%%

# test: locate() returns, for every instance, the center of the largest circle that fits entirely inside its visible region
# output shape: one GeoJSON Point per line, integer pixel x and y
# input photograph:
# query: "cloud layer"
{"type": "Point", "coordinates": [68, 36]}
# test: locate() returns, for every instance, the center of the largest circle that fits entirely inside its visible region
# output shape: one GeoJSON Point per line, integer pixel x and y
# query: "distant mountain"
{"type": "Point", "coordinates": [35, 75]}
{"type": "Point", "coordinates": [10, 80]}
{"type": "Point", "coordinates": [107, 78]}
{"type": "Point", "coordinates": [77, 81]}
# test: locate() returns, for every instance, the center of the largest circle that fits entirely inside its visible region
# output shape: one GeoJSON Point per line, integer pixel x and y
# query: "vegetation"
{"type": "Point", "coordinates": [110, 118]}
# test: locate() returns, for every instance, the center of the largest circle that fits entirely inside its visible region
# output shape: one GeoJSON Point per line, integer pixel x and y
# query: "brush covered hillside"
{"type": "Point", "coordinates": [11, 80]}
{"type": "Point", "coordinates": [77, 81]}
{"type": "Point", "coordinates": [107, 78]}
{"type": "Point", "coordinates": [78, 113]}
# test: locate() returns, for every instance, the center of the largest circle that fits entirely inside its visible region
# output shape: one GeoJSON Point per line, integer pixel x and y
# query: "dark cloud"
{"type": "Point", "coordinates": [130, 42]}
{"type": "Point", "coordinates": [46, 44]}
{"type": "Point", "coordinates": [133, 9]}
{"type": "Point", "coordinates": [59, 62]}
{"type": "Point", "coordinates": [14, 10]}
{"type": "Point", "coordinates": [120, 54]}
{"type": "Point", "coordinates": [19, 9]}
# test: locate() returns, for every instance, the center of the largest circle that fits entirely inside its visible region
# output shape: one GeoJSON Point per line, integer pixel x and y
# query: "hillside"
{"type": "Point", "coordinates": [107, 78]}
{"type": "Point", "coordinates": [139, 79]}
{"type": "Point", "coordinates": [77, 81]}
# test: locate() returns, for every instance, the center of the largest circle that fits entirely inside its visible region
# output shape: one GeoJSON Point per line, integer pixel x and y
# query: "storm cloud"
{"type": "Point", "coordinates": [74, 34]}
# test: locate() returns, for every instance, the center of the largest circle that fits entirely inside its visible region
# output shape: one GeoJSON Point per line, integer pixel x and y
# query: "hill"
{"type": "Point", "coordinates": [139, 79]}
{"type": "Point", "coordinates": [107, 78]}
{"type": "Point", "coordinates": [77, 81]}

%%

* EXERCISE INSTRUCTIONS:
Show every line of the data above that contains the string "hillside", matching case exactly.

* WRITTEN ANSWER:
# query: "brush covered hillside"
# query: "hillside"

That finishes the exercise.